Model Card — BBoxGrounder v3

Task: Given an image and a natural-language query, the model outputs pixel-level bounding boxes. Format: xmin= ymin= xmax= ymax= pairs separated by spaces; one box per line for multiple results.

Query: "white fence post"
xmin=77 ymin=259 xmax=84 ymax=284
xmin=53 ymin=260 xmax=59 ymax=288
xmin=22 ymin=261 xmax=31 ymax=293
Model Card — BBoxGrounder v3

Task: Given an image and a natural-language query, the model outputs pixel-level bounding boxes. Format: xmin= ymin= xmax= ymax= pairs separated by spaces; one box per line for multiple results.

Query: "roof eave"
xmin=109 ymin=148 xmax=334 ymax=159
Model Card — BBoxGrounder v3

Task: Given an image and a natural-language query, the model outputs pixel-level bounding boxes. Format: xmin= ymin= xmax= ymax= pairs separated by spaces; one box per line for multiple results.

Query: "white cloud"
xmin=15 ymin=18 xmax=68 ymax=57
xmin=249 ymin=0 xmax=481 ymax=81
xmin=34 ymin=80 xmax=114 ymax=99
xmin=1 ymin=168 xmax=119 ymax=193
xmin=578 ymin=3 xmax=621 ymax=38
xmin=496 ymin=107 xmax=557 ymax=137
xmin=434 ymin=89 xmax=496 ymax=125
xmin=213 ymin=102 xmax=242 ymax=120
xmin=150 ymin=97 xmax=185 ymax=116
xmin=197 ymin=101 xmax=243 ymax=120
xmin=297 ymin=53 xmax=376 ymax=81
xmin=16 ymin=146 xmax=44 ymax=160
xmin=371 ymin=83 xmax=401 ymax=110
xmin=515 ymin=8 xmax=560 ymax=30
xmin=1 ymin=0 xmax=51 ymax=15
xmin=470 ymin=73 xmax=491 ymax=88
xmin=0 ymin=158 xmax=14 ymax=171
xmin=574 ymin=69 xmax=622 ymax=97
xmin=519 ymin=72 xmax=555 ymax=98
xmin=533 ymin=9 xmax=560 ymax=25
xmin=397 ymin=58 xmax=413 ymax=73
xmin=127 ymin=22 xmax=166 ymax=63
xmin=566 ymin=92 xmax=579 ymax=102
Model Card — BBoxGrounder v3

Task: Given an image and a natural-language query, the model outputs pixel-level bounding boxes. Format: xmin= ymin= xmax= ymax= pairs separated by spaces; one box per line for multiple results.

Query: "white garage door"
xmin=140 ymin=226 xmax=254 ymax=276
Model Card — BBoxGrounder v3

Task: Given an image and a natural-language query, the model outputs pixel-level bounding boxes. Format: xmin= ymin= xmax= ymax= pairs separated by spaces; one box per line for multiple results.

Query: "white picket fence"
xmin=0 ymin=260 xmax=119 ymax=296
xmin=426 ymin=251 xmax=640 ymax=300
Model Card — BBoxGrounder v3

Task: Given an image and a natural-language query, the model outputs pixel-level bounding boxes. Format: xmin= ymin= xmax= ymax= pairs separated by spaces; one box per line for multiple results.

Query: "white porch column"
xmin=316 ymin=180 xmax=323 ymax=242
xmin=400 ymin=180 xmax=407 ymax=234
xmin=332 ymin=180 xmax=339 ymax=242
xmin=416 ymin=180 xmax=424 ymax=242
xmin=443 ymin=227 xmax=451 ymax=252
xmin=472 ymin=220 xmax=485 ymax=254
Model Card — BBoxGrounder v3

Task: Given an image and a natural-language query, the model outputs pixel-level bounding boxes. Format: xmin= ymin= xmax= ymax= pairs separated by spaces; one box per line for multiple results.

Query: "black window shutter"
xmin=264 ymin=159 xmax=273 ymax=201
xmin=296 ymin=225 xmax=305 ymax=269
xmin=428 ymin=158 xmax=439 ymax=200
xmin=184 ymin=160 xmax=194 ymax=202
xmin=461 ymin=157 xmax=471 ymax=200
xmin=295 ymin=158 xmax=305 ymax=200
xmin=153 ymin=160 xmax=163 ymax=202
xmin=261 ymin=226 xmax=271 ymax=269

_TASK DIRECTIONS_
Print each record again. Nothing may be left out.

_PROBLEM SOLUTION_
Model Card — BBoxGrounder v3

Task: Given an image and a natural-language query, the model outputs pixel-level bounding boxes. Format: xmin= ymin= xmax= ymax= pairs separated by spaces; one box per line for multiple results.

Query: "white fence post"
xmin=77 ymin=259 xmax=84 ymax=284
xmin=53 ymin=260 xmax=59 ymax=288
xmin=22 ymin=261 xmax=31 ymax=293
Model Card — BBoxGrounder v3

Task: Given an image and a natural-language query, the model outputs pixel-level bounding boxes. Format: xmin= ymin= xmax= ymax= pairs separated by spaces; one box per line for multiple results.

Query: "roof eave"
xmin=109 ymin=148 xmax=334 ymax=159
Model Card — BBoxGrounder v3

Task: Given an image and a natural-language query, the model outputs pixel-level bounding boxes. Format: xmin= ymin= xmax= ymax= pairs separated by spaces; one box per line for multiple results.

Query: "white cloud"
xmin=15 ymin=18 xmax=68 ymax=57
xmin=249 ymin=0 xmax=481 ymax=81
xmin=34 ymin=80 xmax=114 ymax=99
xmin=1 ymin=168 xmax=119 ymax=193
xmin=578 ymin=3 xmax=621 ymax=38
xmin=496 ymin=107 xmax=557 ymax=137
xmin=434 ymin=89 xmax=496 ymax=125
xmin=213 ymin=102 xmax=242 ymax=120
xmin=150 ymin=97 xmax=185 ymax=116
xmin=197 ymin=101 xmax=243 ymax=120
xmin=297 ymin=53 xmax=376 ymax=81
xmin=16 ymin=146 xmax=44 ymax=160
xmin=371 ymin=83 xmax=401 ymax=110
xmin=515 ymin=8 xmax=560 ymax=30
xmin=1 ymin=0 xmax=51 ymax=15
xmin=470 ymin=73 xmax=491 ymax=88
xmin=0 ymin=158 xmax=14 ymax=171
xmin=574 ymin=69 xmax=622 ymax=97
xmin=519 ymin=72 xmax=555 ymax=98
xmin=533 ymin=9 xmax=560 ymax=25
xmin=397 ymin=58 xmax=413 ymax=73
xmin=127 ymin=22 xmax=166 ymax=63
xmin=566 ymin=92 xmax=579 ymax=102
Model Card — BBoxGrounder v3

Task: Given an image and a natural-language query, the model outputs pixel-level bounding boxes. Format: xmin= ymin= xmax= ymax= pairs separated by spaces; one box per line for multiple results.

Query: "white garage door"
xmin=140 ymin=226 xmax=254 ymax=276
Model Card — BBoxGrounder v3

Task: Given an image and a natural-language query, the model outputs pixel-level bounding boxes. Format: xmin= ymin= xmax= ymax= pairs separated by spaces; one box per line for multiple results.

Query: "white picket fence"
xmin=0 ymin=260 xmax=119 ymax=296
xmin=426 ymin=251 xmax=640 ymax=300
Model Card — BBoxGrounder v3

Task: Given an image and a natural-language query, the model outputs pixel-level bounding boxes. Format: xmin= ymin= xmax= ymax= pairs separated by spaces; one box per line for multiple results.

Query: "white porch column"
xmin=316 ymin=180 xmax=323 ymax=242
xmin=400 ymin=180 xmax=407 ymax=234
xmin=332 ymin=180 xmax=339 ymax=242
xmin=416 ymin=180 xmax=424 ymax=242
xmin=443 ymin=227 xmax=451 ymax=252
xmin=472 ymin=220 xmax=485 ymax=254
Model Card — BBoxGrounder v3

Task: Given an image and a natural-language query, the model outputs pixel-level bounding boxes. Format: xmin= ymin= xmax= ymax= pairs separated by spaces; one box per line for multiple results.

Query: "black window shutter"
xmin=264 ymin=159 xmax=273 ymax=201
xmin=296 ymin=225 xmax=305 ymax=269
xmin=428 ymin=158 xmax=439 ymax=200
xmin=184 ymin=160 xmax=194 ymax=202
xmin=461 ymin=157 xmax=471 ymax=200
xmin=295 ymin=158 xmax=305 ymax=200
xmin=153 ymin=160 xmax=163 ymax=202
xmin=261 ymin=226 xmax=271 ymax=269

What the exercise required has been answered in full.